» Required work
Output the data starting at the line containing "of the tall" and ending at the line containing "POLYGON ((22 31, 21", both included, as a JSON list of strings with one string per line and blank lines omitted.

» Supplied records

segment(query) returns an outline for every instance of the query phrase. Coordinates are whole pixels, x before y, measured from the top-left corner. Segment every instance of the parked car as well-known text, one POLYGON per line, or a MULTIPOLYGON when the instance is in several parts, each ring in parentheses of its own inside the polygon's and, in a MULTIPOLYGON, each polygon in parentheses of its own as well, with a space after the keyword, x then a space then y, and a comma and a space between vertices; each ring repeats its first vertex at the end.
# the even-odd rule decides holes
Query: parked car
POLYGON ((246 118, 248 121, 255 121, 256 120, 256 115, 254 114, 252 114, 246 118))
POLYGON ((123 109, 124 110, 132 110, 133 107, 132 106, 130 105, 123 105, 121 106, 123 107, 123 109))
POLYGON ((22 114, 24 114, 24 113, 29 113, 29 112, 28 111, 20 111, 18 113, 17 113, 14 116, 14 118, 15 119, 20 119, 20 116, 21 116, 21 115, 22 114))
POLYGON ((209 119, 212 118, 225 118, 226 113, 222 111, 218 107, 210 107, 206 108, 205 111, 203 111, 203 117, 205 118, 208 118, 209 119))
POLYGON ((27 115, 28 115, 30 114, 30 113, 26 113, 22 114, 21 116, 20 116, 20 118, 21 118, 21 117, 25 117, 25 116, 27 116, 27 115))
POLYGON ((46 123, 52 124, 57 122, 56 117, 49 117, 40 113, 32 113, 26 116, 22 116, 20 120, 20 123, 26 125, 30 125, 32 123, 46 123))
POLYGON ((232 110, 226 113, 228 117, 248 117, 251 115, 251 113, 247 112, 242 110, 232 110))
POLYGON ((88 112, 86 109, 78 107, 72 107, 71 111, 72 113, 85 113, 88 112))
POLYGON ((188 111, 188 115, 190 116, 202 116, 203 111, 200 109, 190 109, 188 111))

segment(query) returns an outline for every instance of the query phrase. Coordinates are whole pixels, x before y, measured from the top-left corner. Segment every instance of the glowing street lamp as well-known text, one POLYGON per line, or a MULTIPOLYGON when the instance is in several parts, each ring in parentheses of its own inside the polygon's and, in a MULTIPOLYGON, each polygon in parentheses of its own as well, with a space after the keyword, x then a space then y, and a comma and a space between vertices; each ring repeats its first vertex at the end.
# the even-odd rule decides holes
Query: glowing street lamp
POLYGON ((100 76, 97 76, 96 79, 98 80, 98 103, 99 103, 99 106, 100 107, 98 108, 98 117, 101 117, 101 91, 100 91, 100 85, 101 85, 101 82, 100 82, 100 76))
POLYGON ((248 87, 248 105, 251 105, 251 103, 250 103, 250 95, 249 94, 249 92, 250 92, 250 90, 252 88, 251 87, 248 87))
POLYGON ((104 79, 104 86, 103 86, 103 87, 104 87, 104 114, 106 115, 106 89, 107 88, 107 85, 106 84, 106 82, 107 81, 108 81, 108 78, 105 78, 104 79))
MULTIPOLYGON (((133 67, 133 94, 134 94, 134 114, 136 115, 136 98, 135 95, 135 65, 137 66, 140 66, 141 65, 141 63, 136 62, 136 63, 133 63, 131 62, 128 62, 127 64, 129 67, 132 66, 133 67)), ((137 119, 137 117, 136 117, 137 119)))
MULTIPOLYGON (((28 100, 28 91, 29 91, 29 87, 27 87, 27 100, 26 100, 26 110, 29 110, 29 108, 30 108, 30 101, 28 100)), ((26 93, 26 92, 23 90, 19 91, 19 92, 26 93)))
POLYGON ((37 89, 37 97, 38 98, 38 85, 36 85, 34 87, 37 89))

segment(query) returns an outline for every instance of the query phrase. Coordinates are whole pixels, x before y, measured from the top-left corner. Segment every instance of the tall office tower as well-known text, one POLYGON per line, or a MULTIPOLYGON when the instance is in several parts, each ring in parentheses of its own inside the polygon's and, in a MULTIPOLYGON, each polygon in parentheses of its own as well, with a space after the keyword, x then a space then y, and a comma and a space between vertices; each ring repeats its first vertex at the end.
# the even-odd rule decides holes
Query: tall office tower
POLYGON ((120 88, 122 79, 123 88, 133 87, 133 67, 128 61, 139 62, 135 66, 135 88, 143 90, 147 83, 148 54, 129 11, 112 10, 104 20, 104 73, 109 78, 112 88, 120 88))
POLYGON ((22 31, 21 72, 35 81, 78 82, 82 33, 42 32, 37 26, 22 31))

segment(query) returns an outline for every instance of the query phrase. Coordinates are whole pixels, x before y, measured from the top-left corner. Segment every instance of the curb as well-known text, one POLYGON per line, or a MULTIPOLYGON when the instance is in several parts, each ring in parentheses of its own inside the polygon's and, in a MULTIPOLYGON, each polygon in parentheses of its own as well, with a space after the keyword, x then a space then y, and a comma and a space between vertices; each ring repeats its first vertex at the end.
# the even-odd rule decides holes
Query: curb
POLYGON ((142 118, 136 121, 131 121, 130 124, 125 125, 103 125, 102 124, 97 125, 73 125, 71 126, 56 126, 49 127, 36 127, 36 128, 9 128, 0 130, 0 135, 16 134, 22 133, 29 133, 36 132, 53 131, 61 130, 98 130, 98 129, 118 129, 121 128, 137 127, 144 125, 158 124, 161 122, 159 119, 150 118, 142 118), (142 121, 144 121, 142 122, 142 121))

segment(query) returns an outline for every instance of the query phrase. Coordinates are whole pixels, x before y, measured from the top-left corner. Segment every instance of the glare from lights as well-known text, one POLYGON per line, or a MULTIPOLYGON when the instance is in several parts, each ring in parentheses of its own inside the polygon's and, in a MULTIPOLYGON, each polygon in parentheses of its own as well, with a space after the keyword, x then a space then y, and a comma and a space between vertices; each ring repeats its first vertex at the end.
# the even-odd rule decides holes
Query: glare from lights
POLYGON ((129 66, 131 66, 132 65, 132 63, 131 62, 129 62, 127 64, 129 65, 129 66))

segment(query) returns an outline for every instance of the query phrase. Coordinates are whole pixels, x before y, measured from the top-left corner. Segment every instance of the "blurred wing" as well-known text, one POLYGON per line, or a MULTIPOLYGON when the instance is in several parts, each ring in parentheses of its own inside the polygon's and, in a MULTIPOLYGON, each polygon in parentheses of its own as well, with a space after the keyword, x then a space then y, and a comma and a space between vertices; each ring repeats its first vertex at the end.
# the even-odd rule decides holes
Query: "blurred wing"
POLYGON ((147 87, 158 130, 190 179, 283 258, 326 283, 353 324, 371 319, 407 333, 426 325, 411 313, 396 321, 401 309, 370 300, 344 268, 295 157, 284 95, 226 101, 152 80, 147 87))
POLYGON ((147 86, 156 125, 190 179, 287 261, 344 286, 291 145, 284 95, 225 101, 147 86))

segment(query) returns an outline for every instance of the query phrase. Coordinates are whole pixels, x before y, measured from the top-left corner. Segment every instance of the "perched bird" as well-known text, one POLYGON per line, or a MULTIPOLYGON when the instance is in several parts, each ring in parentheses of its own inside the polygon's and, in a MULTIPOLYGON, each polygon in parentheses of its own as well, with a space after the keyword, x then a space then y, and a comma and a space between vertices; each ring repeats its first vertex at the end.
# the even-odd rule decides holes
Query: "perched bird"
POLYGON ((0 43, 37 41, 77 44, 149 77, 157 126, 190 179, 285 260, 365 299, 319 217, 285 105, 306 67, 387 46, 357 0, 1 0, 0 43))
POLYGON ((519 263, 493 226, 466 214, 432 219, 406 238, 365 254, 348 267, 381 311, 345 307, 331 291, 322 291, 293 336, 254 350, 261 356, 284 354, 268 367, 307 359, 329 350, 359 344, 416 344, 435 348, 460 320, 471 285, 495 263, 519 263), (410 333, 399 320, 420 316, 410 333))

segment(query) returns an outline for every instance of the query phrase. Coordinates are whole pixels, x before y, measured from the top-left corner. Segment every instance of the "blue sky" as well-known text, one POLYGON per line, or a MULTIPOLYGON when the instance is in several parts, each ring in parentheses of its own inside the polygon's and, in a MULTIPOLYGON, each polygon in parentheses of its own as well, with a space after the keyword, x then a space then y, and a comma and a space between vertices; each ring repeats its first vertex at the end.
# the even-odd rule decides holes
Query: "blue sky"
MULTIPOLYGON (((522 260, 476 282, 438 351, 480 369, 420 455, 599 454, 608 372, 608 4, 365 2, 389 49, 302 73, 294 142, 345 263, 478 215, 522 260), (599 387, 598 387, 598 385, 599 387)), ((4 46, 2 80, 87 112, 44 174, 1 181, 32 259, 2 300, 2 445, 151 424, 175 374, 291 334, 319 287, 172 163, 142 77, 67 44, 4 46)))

» Solution to the exercise
[
  "segment(query) returns an outline for every instance of the query phrase. Coordinates are whole pixels, x before y, measured from the top-left corner. Segment every instance of the tall office tower as well-known text, one POLYGON per line, or a MULTIPOLYGON when the instance is in several parts, each ring in parentheses of its own inside the polygon's and, in a MULTIPOLYGON, each polygon in parentheses of its own as well, with a space after the keyword, x then a space then y, and a comma and a space between vertices; each ring repeats its first vertex at the end.",
  "# the even-odd rule decides holes",
  "Query: tall office tower",
  "POLYGON ((120 88, 122 79, 123 88, 133 87, 133 67, 128 61, 139 62, 135 66, 135 88, 143 90, 147 83, 148 54, 129 11, 112 10, 104 20, 104 73, 109 78, 112 88, 120 88))",
  "POLYGON ((22 31, 21 72, 35 81, 78 82, 82 33, 42 32, 37 26, 22 31))"
]